* [Provided text]:

# F1's Fruitarian Gut Busting Journal



## Fruitarian One (Jul 15, 2006)

Here's some update photo's taken recently....

I've been doing exclusivly body weight training for about 5-7 months now and my knowledge of various exercises is pretty limited BUT getting better as I feel my way around...It's been a tough learning curve because I've pretty much been doing this by myself from the get go until now....I started out with a Body weight routine I found from a body building site...the routine really appealed to my nature and I've stuck to it ever sinse....I'm really happy with the results...I love the thought of building up my reps as this has given me results I've never got before....I'm currently looking to build my own routine from scratch so I can have something to go to every other month....just to change things up a bit....I love to just get out there and push myself...I think that's why I love Body weight stuff so much....

* [What the exercise asks]:
Turn the journal entry's paragraph that begins "I've been doing exclusivly body weight training" into a short bulleted list that keeps its main facts.

* [Records]:

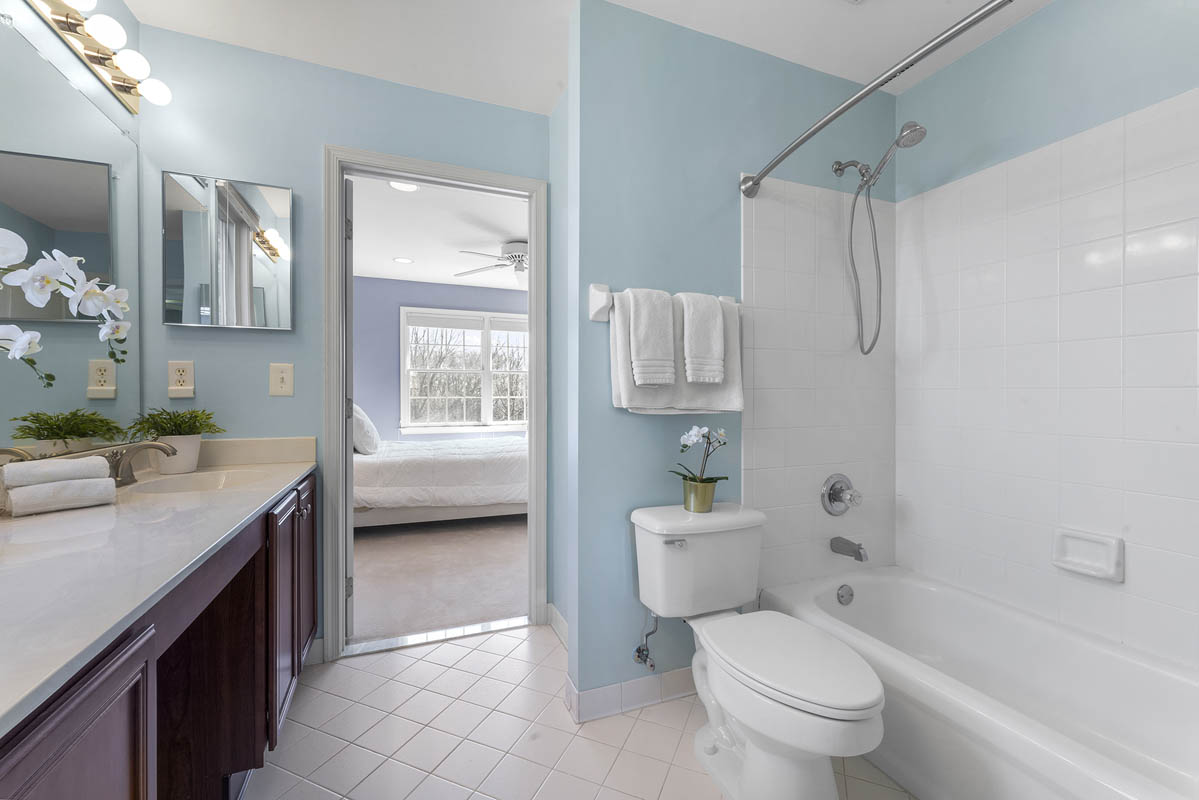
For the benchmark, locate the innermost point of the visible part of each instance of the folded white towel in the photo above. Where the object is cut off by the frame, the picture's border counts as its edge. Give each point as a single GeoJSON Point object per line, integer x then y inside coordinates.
{"type": "Point", "coordinates": [682, 397]}
{"type": "Point", "coordinates": [703, 337]}
{"type": "Point", "coordinates": [59, 495]}
{"type": "Point", "coordinates": [651, 337]}
{"type": "Point", "coordinates": [48, 470]}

* [Task response]:
- Has done only body weight training for about 5–7 months
- Knowledge of exercises is still limited but improving
- Learning has been tough because it was mostly done alone from the start
- Began with a body weight routine from a bodybuilding site, which suited their nature, and has kept to it since
- Very happy with the results; building up reps brought results never achieved before
- Now planning a new routine from scratch to switch to every other month for variety
- Loves pushing themselves, which is why body weight training appeals so much